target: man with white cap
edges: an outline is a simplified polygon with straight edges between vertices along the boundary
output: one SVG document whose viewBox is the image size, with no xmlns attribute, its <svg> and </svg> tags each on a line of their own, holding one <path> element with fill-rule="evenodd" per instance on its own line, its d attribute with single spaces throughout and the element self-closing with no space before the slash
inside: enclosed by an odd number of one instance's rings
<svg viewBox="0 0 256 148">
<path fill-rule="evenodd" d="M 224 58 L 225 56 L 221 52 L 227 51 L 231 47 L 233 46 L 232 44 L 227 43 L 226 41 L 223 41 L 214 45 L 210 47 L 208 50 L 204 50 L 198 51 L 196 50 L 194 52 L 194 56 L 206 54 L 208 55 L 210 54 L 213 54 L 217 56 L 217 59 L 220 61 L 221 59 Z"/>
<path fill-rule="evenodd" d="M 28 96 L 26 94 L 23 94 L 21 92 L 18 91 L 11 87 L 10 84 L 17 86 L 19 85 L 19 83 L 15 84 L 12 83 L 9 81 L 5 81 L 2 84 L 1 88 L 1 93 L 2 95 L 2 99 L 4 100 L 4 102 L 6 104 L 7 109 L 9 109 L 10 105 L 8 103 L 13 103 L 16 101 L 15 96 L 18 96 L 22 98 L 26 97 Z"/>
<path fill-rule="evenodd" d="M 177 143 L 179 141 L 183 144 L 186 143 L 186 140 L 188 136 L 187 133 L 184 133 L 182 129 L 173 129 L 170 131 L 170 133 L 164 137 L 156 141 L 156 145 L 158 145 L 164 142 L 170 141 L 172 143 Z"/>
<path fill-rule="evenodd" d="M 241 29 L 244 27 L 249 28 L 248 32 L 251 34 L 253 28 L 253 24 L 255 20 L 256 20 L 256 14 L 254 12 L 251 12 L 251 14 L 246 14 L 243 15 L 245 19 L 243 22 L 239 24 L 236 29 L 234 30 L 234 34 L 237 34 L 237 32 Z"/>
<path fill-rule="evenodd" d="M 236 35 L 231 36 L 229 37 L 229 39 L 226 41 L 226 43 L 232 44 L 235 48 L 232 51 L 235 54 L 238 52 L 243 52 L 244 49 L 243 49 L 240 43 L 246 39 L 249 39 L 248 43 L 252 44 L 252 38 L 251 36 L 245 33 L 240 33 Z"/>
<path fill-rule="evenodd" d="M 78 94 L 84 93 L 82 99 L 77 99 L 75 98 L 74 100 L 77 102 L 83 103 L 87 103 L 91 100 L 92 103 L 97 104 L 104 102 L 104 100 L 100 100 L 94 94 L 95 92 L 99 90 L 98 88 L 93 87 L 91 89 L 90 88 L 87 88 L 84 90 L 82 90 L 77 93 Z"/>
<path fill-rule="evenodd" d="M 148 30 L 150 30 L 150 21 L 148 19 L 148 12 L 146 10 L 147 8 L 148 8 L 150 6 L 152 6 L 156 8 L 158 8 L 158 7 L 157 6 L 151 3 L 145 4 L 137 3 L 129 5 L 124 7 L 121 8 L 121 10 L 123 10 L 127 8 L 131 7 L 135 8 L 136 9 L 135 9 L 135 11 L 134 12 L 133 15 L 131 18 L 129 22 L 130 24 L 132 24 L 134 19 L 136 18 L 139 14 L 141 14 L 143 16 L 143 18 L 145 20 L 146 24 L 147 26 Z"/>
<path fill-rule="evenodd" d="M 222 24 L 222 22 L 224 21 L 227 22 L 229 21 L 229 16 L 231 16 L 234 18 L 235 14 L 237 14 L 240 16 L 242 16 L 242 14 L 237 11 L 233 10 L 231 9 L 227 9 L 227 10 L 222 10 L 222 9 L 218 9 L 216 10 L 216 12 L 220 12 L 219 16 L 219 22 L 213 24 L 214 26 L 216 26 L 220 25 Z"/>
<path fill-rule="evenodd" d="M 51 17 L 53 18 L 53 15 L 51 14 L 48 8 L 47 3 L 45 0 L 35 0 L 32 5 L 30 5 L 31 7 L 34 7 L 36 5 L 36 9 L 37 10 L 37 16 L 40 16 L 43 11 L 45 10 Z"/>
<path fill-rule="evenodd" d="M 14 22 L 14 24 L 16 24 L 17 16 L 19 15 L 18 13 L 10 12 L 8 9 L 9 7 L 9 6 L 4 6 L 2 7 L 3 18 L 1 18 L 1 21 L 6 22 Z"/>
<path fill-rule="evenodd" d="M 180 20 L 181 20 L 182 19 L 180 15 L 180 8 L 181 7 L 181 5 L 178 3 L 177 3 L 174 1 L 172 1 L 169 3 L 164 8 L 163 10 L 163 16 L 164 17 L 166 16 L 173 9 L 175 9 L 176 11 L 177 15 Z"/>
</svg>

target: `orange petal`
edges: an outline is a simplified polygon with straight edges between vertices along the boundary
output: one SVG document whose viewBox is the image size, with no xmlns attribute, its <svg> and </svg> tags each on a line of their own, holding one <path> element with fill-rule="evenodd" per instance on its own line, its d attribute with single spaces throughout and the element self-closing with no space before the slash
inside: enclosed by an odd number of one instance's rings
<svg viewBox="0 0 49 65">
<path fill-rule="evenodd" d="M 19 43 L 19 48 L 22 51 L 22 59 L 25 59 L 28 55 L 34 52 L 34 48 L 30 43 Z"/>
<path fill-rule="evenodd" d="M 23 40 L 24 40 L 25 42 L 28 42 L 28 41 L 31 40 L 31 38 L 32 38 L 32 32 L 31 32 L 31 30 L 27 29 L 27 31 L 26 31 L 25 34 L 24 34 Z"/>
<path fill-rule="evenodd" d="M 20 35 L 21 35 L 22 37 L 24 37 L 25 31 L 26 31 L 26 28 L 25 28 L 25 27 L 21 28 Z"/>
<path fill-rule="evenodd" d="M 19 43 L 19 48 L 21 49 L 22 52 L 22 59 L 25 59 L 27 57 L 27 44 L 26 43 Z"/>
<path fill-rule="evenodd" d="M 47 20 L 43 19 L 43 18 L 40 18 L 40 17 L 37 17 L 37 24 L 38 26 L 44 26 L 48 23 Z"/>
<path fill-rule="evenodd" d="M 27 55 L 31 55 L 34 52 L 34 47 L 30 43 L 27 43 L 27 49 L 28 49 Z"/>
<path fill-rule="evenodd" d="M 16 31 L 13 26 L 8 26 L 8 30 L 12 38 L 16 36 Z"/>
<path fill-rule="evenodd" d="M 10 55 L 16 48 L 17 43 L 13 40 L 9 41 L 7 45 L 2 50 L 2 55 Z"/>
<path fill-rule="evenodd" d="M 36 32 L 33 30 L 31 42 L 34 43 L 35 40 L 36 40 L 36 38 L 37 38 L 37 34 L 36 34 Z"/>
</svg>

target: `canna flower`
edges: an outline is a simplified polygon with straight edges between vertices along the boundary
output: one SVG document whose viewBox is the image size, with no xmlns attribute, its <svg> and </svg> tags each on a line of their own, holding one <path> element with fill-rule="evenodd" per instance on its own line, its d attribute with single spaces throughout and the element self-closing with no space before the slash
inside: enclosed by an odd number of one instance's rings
┄┄┄┄┄┄
> The request
Scale the entries from the start through the line containing "98 L 74 100", both ends included, and write those lines out again with the requests kept. Multiply every number in the answers (the viewBox values and the path coordinates) by 1.35 and round each to a whole number, rounding halves up.

> Solved exercise
target: man with white cap
edges: an outline is a simplified polygon with straight edges between vertices along the boundary
output: one SVG document whose viewBox is the image size, with no xmlns attribute, its <svg> and </svg> tags each on a line of their own, holding one <path> element with fill-rule="evenodd" per instance on its own line, its d attribute with single spaces throughout and the element self-closing with no space before the slash
inside: enclosed by an odd number of one instance's rings
<svg viewBox="0 0 346 200">
<path fill-rule="evenodd" d="M 302 78 L 304 76 L 298 70 L 306 69 L 312 63 L 315 62 L 313 59 L 306 58 L 305 55 L 301 55 L 289 61 L 284 63 L 281 68 L 275 68 L 267 69 L 265 68 L 262 70 L 262 76 L 278 73 L 281 74 L 284 73 L 288 73 L 293 76 L 293 80 L 297 82 L 298 80 Z"/>
<path fill-rule="evenodd" d="M 38 130 L 35 127 L 31 127 L 28 124 L 24 123 L 15 117 L 14 113 L 23 116 L 26 115 L 26 112 L 20 113 L 16 112 L 12 109 L 7 109 L 3 113 L 1 119 L 1 126 L 3 128 L 3 134 L 5 135 L 5 138 L 8 140 L 9 147 L 12 147 L 14 142 L 11 139 L 18 139 L 22 136 L 20 130 L 24 130 L 30 132 L 35 131 Z"/>
<path fill-rule="evenodd" d="M 239 193 L 242 190 L 247 194 L 251 193 L 251 189 L 254 184 L 252 180 L 248 180 L 246 174 L 234 174 L 230 177 L 230 180 L 221 185 L 211 190 L 211 196 L 213 196 L 221 192 L 230 190 L 232 193 Z"/>
<path fill-rule="evenodd" d="M 325 39 L 329 36 L 336 38 L 335 43 L 339 46 L 342 38 L 342 32 L 344 27 L 346 27 L 346 19 L 343 16 L 339 16 L 339 19 L 332 19 L 328 20 L 331 26 L 328 30 L 323 32 L 319 39 L 316 41 L 316 46 L 320 46 L 320 43 Z"/>
<path fill-rule="evenodd" d="M 319 47 L 312 49 L 309 50 L 309 53 L 305 55 L 305 58 L 313 59 L 317 65 L 313 69 L 317 73 L 321 70 L 328 70 L 329 66 L 328 66 L 324 58 L 332 53 L 336 53 L 335 58 L 340 59 L 340 51 L 339 49 L 331 45 L 324 45 Z"/>
<path fill-rule="evenodd" d="M 105 127 L 113 126 L 111 134 L 104 134 L 101 132 L 100 135 L 104 138 L 112 139 L 117 139 L 123 135 L 124 139 L 131 140 L 140 138 L 140 135 L 135 135 L 127 127 L 128 124 L 134 122 L 132 119 L 126 117 L 123 120 L 122 119 L 117 119 L 113 122 L 111 122 L 104 126 Z"/>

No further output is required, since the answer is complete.